Write out the stretch of the listing from the line containing "For the benchmark, mark each instance of the messi" through the line containing "wearing number 10", requests included, shifting every coordinate in the answers by adding -29 to it. Give only those lines.

○ ○ ○

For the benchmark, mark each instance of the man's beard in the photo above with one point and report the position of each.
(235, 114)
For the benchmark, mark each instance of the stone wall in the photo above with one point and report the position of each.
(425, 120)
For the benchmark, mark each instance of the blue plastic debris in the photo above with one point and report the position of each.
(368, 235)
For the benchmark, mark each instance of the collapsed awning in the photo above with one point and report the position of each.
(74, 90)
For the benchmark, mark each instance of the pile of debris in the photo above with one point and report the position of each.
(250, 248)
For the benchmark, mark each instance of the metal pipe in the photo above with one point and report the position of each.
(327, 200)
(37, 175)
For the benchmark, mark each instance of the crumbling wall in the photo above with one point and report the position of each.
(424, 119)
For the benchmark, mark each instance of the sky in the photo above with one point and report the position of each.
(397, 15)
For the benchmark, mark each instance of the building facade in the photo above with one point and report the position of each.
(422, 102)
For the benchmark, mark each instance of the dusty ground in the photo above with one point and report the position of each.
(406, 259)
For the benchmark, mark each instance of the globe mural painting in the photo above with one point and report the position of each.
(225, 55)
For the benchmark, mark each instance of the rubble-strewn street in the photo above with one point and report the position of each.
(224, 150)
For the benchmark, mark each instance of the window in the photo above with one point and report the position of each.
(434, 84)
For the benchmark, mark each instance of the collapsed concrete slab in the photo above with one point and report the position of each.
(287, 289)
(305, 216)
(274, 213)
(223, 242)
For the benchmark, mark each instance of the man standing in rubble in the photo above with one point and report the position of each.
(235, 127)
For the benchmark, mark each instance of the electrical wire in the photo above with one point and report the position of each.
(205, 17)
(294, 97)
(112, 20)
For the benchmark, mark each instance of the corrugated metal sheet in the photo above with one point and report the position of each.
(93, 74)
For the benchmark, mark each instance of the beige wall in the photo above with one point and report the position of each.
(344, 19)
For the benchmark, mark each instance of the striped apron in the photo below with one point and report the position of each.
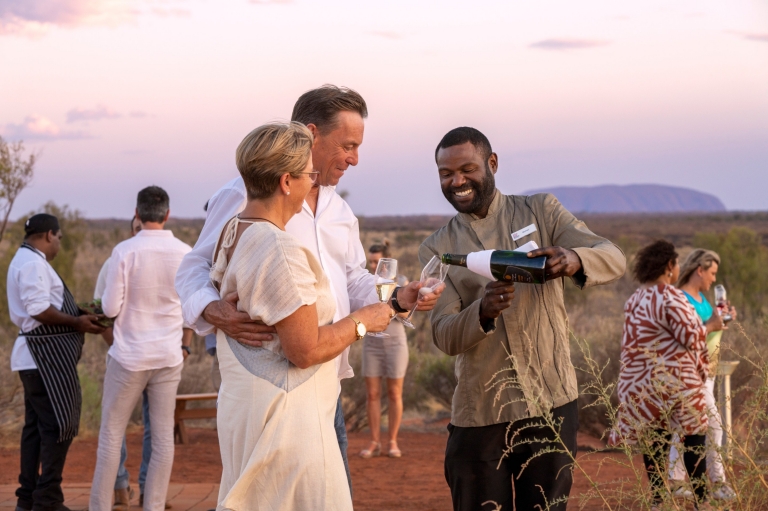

○ ○ ○

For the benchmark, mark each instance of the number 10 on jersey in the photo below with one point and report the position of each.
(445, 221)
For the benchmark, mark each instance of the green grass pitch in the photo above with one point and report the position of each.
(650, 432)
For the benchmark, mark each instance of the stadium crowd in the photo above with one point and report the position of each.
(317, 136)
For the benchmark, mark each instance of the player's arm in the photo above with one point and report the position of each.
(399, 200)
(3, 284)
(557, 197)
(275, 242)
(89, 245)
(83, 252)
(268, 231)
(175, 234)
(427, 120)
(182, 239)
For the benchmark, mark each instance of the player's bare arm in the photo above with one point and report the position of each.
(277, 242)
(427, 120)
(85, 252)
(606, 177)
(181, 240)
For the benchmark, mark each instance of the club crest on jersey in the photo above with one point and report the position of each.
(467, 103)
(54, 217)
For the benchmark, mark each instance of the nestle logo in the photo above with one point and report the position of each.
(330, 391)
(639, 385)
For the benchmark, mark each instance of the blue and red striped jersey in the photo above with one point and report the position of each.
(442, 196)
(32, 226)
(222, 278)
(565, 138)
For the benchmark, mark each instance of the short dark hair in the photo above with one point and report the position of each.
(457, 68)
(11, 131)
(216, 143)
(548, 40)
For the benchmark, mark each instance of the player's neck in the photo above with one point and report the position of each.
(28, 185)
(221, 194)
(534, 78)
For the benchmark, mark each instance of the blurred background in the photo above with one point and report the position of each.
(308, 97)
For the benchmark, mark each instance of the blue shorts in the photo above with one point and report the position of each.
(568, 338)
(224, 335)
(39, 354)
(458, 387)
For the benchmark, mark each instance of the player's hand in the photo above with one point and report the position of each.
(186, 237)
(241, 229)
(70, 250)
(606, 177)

○ ○ ○

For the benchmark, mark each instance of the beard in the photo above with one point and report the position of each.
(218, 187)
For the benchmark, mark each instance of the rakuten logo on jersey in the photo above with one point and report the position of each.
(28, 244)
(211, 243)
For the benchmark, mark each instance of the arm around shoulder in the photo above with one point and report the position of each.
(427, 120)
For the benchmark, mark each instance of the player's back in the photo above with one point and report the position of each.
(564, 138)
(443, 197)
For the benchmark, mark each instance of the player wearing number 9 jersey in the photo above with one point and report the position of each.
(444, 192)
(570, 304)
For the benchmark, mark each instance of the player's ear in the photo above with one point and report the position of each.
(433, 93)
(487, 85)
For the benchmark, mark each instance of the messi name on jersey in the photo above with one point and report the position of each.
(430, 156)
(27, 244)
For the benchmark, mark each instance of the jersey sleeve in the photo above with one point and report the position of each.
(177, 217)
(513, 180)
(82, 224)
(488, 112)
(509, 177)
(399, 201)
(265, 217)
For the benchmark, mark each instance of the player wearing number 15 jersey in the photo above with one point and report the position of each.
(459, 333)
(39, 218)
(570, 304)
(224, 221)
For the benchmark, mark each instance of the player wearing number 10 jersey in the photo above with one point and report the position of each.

○ ○ ○

CORRECT ANSWER ->
For the benchmark, mark each instance of the messi name on jersey in the photo above with one point and report the position of each.
(401, 127)
(-2, 215)
For the benchmark, mark each instance of the jersey sleeve in the photo above with one point and report the position of each.
(148, 188)
(484, 151)
(53, 195)
(459, 83)
(480, 148)
(370, 172)
(236, 188)
For the benchmark, mark each instance of the player wearing number 15 jersey in the photo above with one point and report the position of each.
(430, 304)
(10, 189)
(541, 275)
(195, 192)
For the benchmark, mark each instance of the player wearing number 10 jersey in the photo above with one point and report the position of each.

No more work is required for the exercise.